Given problem => Every line in the listing is to be echoed verbatim.

Records contained in a dataset:
============

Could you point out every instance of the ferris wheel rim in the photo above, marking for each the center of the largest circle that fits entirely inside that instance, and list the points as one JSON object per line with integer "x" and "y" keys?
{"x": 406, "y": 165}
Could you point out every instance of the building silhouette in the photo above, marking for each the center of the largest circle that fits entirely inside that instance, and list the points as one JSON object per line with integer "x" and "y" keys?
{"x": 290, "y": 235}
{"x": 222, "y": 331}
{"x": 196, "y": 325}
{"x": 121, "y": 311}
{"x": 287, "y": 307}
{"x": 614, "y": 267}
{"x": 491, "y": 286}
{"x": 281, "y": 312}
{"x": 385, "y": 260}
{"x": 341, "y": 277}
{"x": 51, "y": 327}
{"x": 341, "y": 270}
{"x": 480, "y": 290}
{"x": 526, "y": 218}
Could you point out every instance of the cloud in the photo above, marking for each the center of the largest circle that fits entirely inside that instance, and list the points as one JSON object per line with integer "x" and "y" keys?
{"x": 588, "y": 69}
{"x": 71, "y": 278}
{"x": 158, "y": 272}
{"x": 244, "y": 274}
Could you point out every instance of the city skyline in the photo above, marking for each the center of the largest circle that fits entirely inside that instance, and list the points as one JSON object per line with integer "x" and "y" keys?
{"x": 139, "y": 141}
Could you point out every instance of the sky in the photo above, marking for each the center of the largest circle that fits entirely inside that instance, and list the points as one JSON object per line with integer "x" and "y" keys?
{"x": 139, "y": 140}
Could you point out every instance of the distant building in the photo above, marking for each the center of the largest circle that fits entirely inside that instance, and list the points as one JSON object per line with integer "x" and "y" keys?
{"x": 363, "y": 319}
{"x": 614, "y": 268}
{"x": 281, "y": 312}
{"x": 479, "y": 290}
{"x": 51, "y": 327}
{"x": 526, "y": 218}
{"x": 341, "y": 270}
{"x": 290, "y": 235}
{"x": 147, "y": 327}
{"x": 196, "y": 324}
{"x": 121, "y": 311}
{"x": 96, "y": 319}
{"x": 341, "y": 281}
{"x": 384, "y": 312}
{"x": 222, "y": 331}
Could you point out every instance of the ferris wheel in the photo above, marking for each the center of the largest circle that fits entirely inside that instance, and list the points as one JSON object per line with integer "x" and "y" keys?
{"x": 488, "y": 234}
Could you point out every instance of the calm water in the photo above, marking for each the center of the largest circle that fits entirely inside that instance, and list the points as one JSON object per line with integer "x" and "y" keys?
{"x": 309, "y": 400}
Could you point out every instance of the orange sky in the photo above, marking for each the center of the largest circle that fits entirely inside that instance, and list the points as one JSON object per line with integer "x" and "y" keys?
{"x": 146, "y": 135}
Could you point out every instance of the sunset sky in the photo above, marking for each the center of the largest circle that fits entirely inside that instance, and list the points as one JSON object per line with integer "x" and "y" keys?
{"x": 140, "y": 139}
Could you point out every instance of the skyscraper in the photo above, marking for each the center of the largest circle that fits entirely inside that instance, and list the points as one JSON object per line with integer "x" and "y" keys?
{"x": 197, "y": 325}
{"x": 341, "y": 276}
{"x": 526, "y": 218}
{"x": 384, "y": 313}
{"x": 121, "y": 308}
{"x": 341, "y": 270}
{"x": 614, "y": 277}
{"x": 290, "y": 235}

============

Solution to this problem =>
Could you point out every instance of the ferris wheel rim in the photo above, marking for each the center of the largest circle that fits entirely inside that instance, and list the points as one JSON object per line with integer "x" and "y" keys?
{"x": 406, "y": 165}
Could you point out every instance of the building silhouette in the photo above, marking for each the center of the largest circle that fits entirely inside that instance, and list the points as one JSON object per line with integer "x" and "y" keys?
{"x": 290, "y": 235}
{"x": 222, "y": 331}
{"x": 196, "y": 325}
{"x": 121, "y": 311}
{"x": 287, "y": 307}
{"x": 614, "y": 267}
{"x": 491, "y": 286}
{"x": 281, "y": 312}
{"x": 385, "y": 260}
{"x": 341, "y": 277}
{"x": 51, "y": 327}
{"x": 341, "y": 270}
{"x": 480, "y": 290}
{"x": 526, "y": 218}
Could you point out every instance of the cloud in the photo above, marking for each the center of the largest circle that fits entirely inside that instance, and list the points as one JSON object per line with integer "x" and "y" keys?
{"x": 588, "y": 69}
{"x": 71, "y": 278}
{"x": 158, "y": 272}
{"x": 244, "y": 274}
Could you point out every instance of the city skyline in the photo above, marking for each the center of the largest circle that fits entirely inside that instance, and list the points as one JSON object per line with integer "x" and "y" keys?
{"x": 139, "y": 141}
Could you point out every instance of the sky in the photo above, marking for each the center of the largest circle that fits entirely inside that instance, and list the points as one JSON object per line with integer "x" and "y" keys?
{"x": 139, "y": 140}
Could you point out every instance of the distant building in the photo above, marking for each the center of the largest circle that fits entirely inside that instance, and list the points as one JSON object per line with integer "x" and "y" keys?
{"x": 363, "y": 319}
{"x": 614, "y": 268}
{"x": 281, "y": 312}
{"x": 479, "y": 290}
{"x": 51, "y": 327}
{"x": 526, "y": 218}
{"x": 341, "y": 270}
{"x": 290, "y": 235}
{"x": 147, "y": 327}
{"x": 196, "y": 324}
{"x": 121, "y": 311}
{"x": 96, "y": 319}
{"x": 341, "y": 281}
{"x": 384, "y": 312}
{"x": 222, "y": 331}
Could you point out every instance of the ferris wheel in the photo above, marking for each the center of the largest circle that fits entirely inside that instance, and list the points as one JSON object per line with integer "x" and "y" keys?
{"x": 488, "y": 234}
Could you point out every instance of the calm water in the photo above, marking for each the center of the largest circle that fits entirely inside that instance, and list the points as one JSON object per line with integer "x" and "y" keys?
{"x": 309, "y": 400}
Could you point out every instance of the orange sky in the photo above, marking for each the center of the largest circle that fits entirely inside that instance, and list the points as one JSON object per line with integer "x" and "y" keys?
{"x": 146, "y": 135}
Could you point out every instance of the sunset sky in the photo above, marking for each the center of the largest circle that fits entirely inside that instance, and list the points as one JSON object per line with integer "x" and "y" keys?
{"x": 140, "y": 139}
Could you point out every instance of the skyscraper in the photo above, marking for each the center of the largest circle that fits entirely inside that instance, and list the points as one JSON object per line with integer "x" and "y" keys?
{"x": 197, "y": 325}
{"x": 341, "y": 276}
{"x": 526, "y": 218}
{"x": 384, "y": 313}
{"x": 121, "y": 308}
{"x": 341, "y": 270}
{"x": 614, "y": 277}
{"x": 290, "y": 235}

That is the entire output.